(SOURCE RECORDS)
┄┄┄┄┄┄┄┄┄┄┄┄┄┄┄┄┄┄┄┄
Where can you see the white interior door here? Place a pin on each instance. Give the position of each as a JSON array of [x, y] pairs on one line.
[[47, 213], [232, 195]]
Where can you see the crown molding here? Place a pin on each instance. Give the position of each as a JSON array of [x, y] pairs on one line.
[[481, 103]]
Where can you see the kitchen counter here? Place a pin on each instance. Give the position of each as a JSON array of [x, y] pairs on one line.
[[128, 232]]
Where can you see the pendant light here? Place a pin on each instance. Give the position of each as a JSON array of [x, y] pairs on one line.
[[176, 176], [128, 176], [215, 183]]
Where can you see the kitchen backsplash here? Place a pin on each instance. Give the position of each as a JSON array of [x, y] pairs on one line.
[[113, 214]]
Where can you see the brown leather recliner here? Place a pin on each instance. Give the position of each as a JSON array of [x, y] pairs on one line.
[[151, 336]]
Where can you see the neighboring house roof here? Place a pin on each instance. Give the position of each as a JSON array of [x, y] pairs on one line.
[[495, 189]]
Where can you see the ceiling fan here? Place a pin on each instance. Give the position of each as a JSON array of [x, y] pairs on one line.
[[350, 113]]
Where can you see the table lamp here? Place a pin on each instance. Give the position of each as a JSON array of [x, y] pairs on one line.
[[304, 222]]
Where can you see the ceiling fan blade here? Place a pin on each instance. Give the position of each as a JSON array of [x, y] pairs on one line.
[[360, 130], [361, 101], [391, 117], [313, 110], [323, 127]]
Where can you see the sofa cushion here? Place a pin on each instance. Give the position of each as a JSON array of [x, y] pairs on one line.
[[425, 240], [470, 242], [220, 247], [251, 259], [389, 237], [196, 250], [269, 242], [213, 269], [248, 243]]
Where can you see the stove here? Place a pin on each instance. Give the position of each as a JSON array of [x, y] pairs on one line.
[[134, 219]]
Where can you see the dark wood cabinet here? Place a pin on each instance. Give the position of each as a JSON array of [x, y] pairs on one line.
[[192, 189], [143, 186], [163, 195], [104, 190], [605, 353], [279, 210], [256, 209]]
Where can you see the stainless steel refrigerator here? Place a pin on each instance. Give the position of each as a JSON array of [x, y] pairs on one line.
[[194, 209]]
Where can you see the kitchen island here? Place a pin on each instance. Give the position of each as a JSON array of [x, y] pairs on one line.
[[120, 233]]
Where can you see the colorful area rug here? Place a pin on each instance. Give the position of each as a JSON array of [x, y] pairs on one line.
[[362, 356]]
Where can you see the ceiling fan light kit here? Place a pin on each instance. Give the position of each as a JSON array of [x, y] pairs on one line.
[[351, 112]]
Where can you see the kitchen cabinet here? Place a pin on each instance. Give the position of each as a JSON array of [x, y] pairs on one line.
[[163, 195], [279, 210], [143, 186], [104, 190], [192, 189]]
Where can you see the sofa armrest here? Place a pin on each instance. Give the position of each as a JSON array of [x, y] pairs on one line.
┄┄┄┄┄┄┄┄┄┄┄┄┄┄┄┄┄┄┄┄
(EXERCISE PROMPT) Copy each entry above exactly, character for character.

(FINISHED EXERCISE)
Where can you see the white interior door here? Place a pin on each instance. Give the position of each as a JSON array of [x, y] pairs on one line.
[[47, 213], [232, 195]]
Where can you see the crown molding here? Place a pin on each instance. Give the position of each as a JSON array of [x, y] pairs on one line.
[[481, 103]]
Where can you see the kitchen counter here? Place a pin on each instance. Give the position of each as a JSON array of [x, y] pairs on one line.
[[128, 232]]
Where can you see the pendant light here? Place a pin on each instance. Give the position of each as a JSON array of [x, y] pairs on one line.
[[176, 176], [128, 176], [215, 183]]
Where can you see the kitchen backsplash here? Place a pin on each instance. Give the position of each as a JSON array of [x, y] pairs on one line.
[[113, 214]]
Where can you see the brown leather recliner here? Place a pin on each instance. Give the position of each as a JSON array of [x, y] pairs on one line.
[[151, 336]]
Where can you see the neighboring house roof here? Place a pin on each instance. Give the position of each as a JSON array of [x, y] pairs on one line.
[[495, 189]]
Where can you see the ceiling fan here? Place a pin on each instance. Give the position of each as a JSON array of [x, y] pairs on one line.
[[350, 113]]
Where can you see the table lamp here? Place a pin on each instance. Give the position of each as a JSON array of [x, y] pairs on one line.
[[304, 222]]
Where can you see the ceiling fan blade here? Place a pin on each instance. Give the position of each as a JSON array of [x, y] pairs on one line.
[[360, 130], [361, 101], [391, 117], [313, 110], [323, 127]]
Where can you see the sofa cushion here? Place a pin on each instance. Give the position of each as a JSON array of [x, y] pairs on one line.
[[425, 240], [470, 242], [220, 247], [251, 259], [389, 237], [196, 250], [269, 242], [213, 269], [248, 243]]
Where can you see the stove here? Place a pin on each instance. Give the position of each as a JSON array of [x, y] pairs on one line.
[[134, 219]]
Where can you see the dark wood cabinet here? Place a pin on each instance. Give the position of each as a JSON array of [x, y] pairs on one line.
[[192, 189], [143, 186], [163, 195], [104, 190], [605, 353], [279, 210], [256, 209]]
Where can you see the stainless steel refrigerator here? Place a pin on each instance. Give the position of each as a JSON array of [x, y] pairs on one line.
[[194, 209]]
Where can you see the kitchen island here? Place a pin on each instance. Give the position of each as a JSON array of [x, y] pairs on one line.
[[120, 233]]
Where can you see the colorful area rug here? Place a pin on each instance. Give the position of each as a JSON array of [x, y] pairs on one line.
[[362, 356]]
Where can you see the ceiling fan light kit here? Place a pin on each instance. Give the position of each as a JSON array of [x, y] pairs on one line.
[[351, 112]]
Where can you see the kitchen cabinet here? Place a pin on each instance. Give the position of each as a JSON array of [x, y] pairs on one line.
[[163, 195], [279, 210], [143, 186], [104, 190], [192, 189]]
Where can you see the sofa armrest here? Place a pin on each instance. Give the position of each as a JSON array of [x, y] pairs on one line.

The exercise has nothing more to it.